* Given request:
Render every entry exactly as it appears.
== Data for the task ==
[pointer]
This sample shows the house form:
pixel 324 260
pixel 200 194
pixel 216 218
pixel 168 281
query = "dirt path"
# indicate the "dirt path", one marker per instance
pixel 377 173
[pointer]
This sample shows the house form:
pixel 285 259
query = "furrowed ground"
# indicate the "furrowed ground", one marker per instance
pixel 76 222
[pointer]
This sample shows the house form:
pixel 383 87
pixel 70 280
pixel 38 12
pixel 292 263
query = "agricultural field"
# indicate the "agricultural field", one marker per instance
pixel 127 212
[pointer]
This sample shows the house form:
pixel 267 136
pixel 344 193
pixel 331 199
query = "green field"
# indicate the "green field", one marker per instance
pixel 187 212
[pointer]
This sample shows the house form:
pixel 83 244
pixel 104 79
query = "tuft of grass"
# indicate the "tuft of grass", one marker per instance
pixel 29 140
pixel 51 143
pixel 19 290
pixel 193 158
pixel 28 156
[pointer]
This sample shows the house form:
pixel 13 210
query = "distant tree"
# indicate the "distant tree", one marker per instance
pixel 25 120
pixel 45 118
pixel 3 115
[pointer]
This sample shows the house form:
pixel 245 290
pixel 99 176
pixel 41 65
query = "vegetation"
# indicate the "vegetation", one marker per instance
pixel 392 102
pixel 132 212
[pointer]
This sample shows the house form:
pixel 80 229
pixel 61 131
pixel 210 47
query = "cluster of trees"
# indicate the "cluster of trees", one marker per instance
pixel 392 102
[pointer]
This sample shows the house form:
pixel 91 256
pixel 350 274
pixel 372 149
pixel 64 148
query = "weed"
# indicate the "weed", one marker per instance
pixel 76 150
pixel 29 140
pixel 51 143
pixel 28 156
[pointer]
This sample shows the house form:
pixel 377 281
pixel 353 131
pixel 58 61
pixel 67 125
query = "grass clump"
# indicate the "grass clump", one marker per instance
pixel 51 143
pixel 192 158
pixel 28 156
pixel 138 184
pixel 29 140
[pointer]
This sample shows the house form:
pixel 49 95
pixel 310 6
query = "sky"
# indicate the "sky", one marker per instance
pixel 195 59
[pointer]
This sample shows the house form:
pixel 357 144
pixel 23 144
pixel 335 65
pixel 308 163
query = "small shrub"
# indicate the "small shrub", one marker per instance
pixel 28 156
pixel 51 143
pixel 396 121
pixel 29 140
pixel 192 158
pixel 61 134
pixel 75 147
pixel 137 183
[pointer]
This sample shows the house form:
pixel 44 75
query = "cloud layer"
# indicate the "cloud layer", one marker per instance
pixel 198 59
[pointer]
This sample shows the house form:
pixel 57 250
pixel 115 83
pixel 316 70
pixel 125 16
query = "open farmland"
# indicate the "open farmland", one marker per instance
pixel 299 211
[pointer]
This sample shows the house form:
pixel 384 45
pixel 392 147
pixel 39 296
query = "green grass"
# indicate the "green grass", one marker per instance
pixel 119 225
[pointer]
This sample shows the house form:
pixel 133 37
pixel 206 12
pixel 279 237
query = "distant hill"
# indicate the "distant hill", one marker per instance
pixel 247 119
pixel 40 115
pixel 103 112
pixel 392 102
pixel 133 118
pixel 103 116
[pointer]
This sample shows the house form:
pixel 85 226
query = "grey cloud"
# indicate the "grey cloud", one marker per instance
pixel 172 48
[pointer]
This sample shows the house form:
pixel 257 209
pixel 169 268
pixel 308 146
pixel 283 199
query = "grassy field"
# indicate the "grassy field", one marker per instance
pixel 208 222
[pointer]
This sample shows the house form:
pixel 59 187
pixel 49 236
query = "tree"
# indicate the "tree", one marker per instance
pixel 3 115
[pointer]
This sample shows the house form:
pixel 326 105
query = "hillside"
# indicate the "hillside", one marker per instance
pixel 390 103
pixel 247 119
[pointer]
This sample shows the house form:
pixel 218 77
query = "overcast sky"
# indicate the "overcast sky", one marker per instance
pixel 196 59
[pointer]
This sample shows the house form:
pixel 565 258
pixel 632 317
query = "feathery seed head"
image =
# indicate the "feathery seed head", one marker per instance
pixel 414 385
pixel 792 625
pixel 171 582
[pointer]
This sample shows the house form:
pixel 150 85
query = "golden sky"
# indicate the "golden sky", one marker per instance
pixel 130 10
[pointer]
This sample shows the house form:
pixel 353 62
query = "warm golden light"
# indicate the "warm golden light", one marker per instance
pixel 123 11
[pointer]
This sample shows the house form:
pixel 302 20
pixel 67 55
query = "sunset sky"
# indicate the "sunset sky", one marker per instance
===
* Reply to the exercise:
[pointer]
This sample shows the house form:
pixel 324 260
pixel 200 194
pixel 216 218
pixel 168 281
query = "dirt path"
# indicate the "dirt path", one marker per instance
pixel 377 173
[pointer]
This sample shows the house form:
pixel 285 259
query = "furrowed ground"
# indicate the "furrowed ground", one marker per instance
pixel 76 222
[pointer]
This sample shows the house form:
pixel 383 87
pixel 70 280
pixel 38 12
pixel 292 263
query = "agricultural field"
# indicate the "agricultural field", one marker per instance
pixel 127 212
[pointer]
This sample shows the house form:
pixel 267 136
pixel 344 193
pixel 331 199
query = "green field"
# indicate the "green field", one marker per instance
pixel 187 212
[pointer]
This sample shows the house form:
pixel 83 244
pixel 104 79
query = "tuft of grass"
# indicate the "tuft of grass", one marker per instance
pixel 29 140
pixel 51 143
pixel 19 290
pixel 193 158
pixel 28 156
[pointer]
This sample shows the house form:
pixel 13 210
query = "distant tree"
# indicate the "distant tree", one marker per instance
pixel 25 120
pixel 45 118
pixel 3 115
[pointer]
This sample shows the house form:
pixel 245 290
pixel 99 176
pixel 41 65
query = "vegetation"
# indicate the "vegetation", one marker per instance
pixel 392 102
pixel 132 212
[pointer]
This sample shows the house form:
pixel 80 229
pixel 61 131
pixel 210 47
query = "cluster of trees"
# indicate the "cluster of trees", one marker per instance
pixel 392 102
[pointer]
This sample shows the house form:
pixel 91 256
pixel 350 274
pixel 372 149
pixel 64 148
query = "weed"
# indicate the "weed", one marker per instance
pixel 76 150
pixel 29 140
pixel 51 143
pixel 28 156
[pointer]
This sample shows the house form:
pixel 377 281
pixel 353 131
pixel 58 61
pixel 67 125
query = "grass clump"
# indicate the "grass clump", one marker per instance
pixel 51 143
pixel 192 158
pixel 28 156
pixel 138 184
pixel 29 140
[pointer]
This sample shows the house form:
pixel 49 95
pixel 310 6
query = "sky"
# indicate the "sky", one marker per instance
pixel 195 59
[pointer]
This sample shows the house form:
pixel 357 144
pixel 23 144
pixel 335 65
pixel 308 163
query = "small shrub"
# indicate the "small shrub", one marker per instance
pixel 28 156
pixel 51 143
pixel 396 121
pixel 29 140
pixel 192 158
pixel 61 134
pixel 75 147
pixel 137 183
[pointer]
This sample shows the house form:
pixel 44 75
query = "cloud layer"
# indicate the "cloud layer", one marker per instance
pixel 198 59
[pointer]
This sample shows the house form:
pixel 57 250
pixel 115 83
pixel 316 70
pixel 125 16
query = "open farmland"
# indicate the "open farmland", one marker per instance
pixel 299 211
[pointer]
This sample shows the house form:
pixel 384 45
pixel 392 147
pixel 39 296
query = "green grass"
# indicate the "green grass", one marker per instance
pixel 119 225
[pointer]
This sample shows the house form:
pixel 133 37
pixel 206 12
pixel 279 237
query = "distant hill"
# indicate the "distant hill", one marker per instance
pixel 247 119
pixel 40 115
pixel 103 112
pixel 392 102
pixel 133 118
pixel 103 116
[pointer]
This sample shows the house form:
pixel 85 226
query = "grey cloud"
# indicate the "grey cloud", one marker per instance
pixel 172 48
[pointer]
This sample shows the house form:
pixel 257 209
pixel 169 268
pixel 308 146
pixel 283 199
query = "grassy field"
# indicate the "grassy field", one marker per instance
pixel 208 222
[pointer]
This sample shows the house form:
pixel 59 187
pixel 49 236
query = "tree"
# indicate the "tree", one marker per instance
pixel 3 115
[pointer]
This sample shows the house form:
pixel 326 105
query = "hillside"
# indicate the "hillside", one marker per instance
pixel 390 103
pixel 247 119
[pointer]
This sample shows the house form:
pixel 218 77
query = "overcast sky"
# indicate the "overcast sky", one marker per instance
pixel 196 59
[pointer]
This sample shows the house form:
pixel 565 258
pixel 632 317
query = "feathery seed head"
image =
# indicate the "feathery seed head", one marker per instance
pixel 414 385
pixel 792 625
pixel 171 582
[pointer]
This sample shows the house form:
pixel 150 85
query = "golden sky"
# indicate the "golden sky", one marker per instance
pixel 130 10
[pointer]
This sample shows the house form:
pixel 353 62
query = "warm golden light"
# indicate the "warm golden light", one marker per instance
pixel 123 11
[pointer]
This sample shows the house form:
pixel 302 20
pixel 67 55
query = "sunset sky"
# indicate the "sunset sky", one marker per instance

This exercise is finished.